• **WORK INSTRUCTIONS**
Starting at the line below holding "Target: kitchen towel" and stopping at the line holding "Q: Indicate one point per instance of the gold cabinet pull", print every line exactly, both ends included, and leave the rest out.

——

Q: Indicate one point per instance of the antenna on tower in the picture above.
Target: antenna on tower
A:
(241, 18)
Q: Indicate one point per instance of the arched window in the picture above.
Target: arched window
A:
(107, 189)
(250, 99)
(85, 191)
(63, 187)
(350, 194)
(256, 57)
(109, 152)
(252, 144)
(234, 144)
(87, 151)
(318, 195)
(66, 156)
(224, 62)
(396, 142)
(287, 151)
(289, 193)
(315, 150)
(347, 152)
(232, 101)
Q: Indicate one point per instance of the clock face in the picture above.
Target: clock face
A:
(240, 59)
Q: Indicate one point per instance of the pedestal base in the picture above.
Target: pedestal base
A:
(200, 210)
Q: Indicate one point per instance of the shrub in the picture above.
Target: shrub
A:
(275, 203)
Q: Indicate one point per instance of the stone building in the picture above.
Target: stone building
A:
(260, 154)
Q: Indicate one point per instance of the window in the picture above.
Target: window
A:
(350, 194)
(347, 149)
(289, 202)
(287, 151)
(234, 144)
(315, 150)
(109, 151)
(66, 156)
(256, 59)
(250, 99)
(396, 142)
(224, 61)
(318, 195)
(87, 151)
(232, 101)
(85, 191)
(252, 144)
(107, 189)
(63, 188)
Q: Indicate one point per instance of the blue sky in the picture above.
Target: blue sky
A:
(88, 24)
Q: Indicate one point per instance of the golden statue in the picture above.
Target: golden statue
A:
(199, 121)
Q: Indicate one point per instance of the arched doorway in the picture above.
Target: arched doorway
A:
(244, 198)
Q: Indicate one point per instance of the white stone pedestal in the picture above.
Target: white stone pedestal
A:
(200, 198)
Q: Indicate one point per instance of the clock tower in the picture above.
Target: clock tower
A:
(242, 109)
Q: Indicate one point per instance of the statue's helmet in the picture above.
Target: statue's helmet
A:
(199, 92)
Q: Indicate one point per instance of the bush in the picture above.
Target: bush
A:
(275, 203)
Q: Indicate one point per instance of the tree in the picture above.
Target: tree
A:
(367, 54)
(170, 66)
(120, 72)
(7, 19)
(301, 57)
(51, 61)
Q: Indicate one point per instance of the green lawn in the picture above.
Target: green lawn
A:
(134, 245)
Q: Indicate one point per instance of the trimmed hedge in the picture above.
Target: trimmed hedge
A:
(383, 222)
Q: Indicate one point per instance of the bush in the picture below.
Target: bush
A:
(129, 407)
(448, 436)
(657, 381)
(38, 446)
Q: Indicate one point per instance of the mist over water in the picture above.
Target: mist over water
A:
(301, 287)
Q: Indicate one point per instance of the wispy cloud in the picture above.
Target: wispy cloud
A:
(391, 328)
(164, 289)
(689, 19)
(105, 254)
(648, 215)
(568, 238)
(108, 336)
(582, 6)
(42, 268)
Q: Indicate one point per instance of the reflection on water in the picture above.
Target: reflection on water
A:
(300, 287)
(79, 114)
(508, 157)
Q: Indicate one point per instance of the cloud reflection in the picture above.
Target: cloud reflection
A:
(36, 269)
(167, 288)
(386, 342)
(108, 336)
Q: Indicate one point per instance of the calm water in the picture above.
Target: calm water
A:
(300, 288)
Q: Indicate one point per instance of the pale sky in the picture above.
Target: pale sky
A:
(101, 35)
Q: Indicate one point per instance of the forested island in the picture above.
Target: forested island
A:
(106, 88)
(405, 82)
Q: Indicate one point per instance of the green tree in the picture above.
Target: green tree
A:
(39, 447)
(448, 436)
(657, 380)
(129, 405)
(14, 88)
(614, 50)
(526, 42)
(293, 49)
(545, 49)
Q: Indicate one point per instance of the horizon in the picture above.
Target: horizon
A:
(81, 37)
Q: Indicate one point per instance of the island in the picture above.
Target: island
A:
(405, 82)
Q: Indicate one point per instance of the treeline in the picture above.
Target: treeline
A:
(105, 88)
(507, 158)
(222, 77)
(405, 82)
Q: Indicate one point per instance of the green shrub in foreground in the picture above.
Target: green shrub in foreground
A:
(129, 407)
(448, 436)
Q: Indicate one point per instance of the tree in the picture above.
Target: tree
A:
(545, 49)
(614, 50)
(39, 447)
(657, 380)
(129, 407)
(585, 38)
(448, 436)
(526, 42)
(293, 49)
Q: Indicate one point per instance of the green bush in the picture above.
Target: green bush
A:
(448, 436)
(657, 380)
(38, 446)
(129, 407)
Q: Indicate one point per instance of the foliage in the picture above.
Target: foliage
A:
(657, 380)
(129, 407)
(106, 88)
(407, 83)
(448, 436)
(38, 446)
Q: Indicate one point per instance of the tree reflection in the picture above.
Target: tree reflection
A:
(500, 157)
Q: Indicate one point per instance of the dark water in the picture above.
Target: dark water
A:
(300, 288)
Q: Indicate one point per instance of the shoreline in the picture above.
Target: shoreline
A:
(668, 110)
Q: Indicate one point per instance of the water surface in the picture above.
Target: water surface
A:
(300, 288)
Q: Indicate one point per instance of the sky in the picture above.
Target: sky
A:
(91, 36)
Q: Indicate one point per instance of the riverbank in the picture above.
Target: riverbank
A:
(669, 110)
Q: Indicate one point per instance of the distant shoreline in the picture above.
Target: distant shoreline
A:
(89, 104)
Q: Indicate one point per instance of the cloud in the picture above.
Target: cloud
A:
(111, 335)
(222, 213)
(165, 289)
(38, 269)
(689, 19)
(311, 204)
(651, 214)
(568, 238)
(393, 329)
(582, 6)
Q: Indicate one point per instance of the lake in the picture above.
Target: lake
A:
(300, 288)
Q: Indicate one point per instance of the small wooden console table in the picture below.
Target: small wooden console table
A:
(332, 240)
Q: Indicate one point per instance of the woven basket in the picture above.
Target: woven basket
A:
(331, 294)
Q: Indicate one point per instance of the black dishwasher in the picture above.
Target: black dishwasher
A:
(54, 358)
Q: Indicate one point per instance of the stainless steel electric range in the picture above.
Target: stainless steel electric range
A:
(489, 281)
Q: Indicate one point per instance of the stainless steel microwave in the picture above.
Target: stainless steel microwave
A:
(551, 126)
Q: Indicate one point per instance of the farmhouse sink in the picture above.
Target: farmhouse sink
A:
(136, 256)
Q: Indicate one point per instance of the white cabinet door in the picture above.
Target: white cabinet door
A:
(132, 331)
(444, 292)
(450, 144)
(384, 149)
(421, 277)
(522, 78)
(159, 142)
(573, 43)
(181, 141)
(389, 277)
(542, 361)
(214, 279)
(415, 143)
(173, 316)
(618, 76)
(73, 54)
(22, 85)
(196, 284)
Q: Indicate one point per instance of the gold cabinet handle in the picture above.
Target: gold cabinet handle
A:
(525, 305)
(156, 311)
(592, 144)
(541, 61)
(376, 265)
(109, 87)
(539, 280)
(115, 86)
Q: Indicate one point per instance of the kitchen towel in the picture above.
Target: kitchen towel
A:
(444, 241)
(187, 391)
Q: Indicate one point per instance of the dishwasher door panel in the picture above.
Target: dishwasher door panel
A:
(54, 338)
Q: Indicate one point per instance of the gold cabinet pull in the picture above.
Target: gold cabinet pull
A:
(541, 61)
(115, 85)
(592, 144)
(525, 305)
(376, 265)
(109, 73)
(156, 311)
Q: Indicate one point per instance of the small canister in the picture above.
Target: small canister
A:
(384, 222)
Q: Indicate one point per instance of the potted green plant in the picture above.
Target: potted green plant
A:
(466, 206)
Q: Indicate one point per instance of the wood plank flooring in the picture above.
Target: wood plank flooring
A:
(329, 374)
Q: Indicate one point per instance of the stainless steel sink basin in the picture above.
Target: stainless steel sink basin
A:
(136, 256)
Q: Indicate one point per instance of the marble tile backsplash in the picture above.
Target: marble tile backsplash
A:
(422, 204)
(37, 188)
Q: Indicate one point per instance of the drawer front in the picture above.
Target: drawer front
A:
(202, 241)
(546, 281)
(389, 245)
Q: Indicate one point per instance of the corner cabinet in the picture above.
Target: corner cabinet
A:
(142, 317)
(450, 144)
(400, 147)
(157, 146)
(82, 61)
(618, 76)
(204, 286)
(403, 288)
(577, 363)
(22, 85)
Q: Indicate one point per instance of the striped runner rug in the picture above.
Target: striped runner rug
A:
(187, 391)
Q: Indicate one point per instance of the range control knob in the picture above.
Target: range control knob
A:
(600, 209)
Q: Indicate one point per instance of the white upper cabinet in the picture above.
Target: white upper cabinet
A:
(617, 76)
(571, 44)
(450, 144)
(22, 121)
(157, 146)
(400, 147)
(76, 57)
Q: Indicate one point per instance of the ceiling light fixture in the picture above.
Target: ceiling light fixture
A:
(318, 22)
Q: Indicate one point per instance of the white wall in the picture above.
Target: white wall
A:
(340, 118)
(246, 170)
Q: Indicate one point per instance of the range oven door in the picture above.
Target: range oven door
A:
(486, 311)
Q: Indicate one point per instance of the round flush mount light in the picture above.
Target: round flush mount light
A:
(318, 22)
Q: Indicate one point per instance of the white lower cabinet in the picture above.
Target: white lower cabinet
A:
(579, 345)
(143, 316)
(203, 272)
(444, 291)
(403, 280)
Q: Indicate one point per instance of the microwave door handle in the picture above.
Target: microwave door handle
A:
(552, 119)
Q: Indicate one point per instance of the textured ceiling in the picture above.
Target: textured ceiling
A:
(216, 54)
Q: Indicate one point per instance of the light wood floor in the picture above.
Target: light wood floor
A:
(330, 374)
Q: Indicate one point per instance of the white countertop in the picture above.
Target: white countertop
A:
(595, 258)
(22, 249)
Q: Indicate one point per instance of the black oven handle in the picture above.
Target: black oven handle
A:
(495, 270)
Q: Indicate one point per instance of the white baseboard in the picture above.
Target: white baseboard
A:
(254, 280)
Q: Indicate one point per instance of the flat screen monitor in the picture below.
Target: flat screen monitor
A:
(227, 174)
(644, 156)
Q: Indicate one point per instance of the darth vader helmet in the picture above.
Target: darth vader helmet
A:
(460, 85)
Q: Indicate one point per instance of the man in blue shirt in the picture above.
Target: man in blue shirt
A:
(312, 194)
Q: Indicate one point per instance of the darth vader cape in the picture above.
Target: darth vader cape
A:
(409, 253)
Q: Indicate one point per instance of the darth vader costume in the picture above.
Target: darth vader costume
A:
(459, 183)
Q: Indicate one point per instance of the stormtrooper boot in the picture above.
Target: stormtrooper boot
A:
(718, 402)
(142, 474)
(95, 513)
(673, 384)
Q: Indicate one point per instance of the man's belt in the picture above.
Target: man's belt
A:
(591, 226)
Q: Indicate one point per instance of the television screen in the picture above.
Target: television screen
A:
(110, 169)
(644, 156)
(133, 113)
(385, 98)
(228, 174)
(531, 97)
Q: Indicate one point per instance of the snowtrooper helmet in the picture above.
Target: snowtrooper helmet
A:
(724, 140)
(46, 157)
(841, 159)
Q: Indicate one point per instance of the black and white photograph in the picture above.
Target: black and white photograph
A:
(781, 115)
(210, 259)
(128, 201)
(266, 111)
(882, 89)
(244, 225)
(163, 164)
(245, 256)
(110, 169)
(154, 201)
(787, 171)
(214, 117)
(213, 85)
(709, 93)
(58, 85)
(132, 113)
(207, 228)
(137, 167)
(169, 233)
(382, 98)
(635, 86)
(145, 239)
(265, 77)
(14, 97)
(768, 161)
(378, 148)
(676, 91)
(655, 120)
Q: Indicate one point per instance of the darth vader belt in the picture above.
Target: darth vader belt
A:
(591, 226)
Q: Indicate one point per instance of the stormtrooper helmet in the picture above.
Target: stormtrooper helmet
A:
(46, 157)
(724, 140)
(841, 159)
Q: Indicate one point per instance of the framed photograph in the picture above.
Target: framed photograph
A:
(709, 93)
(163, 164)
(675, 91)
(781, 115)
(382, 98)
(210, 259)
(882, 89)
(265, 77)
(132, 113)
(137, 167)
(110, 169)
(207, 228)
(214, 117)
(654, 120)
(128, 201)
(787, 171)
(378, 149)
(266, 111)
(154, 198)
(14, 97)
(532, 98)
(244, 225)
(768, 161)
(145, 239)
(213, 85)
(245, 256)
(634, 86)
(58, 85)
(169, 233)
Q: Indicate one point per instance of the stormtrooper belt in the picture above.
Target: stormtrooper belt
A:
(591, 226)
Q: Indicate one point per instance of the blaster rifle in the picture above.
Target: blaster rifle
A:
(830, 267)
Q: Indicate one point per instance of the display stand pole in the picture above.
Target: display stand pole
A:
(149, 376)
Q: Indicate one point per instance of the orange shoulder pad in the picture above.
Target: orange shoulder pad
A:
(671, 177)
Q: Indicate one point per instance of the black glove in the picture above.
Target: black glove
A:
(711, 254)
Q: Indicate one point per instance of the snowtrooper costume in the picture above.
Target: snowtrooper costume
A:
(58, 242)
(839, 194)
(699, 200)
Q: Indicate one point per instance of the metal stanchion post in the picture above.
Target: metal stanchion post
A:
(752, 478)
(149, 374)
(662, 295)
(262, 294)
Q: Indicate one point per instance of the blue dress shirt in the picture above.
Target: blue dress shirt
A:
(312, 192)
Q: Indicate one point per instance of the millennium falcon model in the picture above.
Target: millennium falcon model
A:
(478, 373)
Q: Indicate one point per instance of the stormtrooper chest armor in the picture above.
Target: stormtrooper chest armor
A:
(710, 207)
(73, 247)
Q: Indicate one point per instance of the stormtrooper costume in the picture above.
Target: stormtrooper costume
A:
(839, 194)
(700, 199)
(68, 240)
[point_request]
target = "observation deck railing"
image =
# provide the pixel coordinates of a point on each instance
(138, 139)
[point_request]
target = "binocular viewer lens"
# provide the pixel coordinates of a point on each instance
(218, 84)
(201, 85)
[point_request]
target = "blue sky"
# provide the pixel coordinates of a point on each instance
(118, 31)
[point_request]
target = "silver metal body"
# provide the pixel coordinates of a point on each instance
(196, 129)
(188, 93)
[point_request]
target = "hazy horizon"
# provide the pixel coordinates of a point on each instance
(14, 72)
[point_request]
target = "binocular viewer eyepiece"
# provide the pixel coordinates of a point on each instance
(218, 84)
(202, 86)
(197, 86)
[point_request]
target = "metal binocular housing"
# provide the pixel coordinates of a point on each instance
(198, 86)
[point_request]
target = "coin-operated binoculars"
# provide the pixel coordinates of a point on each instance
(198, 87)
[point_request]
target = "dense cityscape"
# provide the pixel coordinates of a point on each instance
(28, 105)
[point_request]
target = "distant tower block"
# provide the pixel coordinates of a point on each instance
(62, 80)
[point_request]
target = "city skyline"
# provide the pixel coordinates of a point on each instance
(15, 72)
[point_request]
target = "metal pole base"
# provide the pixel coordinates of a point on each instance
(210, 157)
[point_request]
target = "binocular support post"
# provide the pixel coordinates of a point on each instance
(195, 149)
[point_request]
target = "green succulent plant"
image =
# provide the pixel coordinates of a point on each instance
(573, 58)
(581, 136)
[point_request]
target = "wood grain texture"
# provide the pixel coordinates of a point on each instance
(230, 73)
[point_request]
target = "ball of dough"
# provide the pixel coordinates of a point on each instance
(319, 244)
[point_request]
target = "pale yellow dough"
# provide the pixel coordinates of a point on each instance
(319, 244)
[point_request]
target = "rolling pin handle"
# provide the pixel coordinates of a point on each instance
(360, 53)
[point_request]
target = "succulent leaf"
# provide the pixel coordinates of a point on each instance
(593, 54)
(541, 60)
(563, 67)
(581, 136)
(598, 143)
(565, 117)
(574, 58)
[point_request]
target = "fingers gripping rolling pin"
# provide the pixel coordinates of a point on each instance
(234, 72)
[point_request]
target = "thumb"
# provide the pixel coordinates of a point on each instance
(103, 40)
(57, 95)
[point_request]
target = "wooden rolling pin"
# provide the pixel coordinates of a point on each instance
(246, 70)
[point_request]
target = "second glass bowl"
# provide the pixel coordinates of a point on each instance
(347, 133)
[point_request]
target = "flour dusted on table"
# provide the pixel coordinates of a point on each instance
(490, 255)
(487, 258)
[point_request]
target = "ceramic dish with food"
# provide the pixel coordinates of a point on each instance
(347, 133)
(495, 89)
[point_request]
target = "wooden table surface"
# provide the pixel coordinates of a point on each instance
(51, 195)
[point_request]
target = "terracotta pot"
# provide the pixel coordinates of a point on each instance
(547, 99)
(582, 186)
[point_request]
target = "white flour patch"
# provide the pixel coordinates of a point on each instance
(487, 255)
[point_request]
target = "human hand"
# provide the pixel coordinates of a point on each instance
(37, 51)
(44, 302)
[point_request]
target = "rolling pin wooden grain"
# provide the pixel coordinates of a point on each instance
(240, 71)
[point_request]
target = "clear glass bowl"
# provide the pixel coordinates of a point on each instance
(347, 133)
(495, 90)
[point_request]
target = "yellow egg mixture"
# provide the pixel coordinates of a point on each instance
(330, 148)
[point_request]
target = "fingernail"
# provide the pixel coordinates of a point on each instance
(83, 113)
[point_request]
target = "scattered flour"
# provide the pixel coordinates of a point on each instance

——

• **SOLUTION TO THIS TASK**
Target: kitchen towel
A:
(444, 241)
(187, 391)
Q: Indicate one point per instance of the dishwasher door panel in the picture above.
Target: dishwasher door panel
A:
(54, 338)
Q: Indicate one point per instance of the gold cabinet pull in the picture above.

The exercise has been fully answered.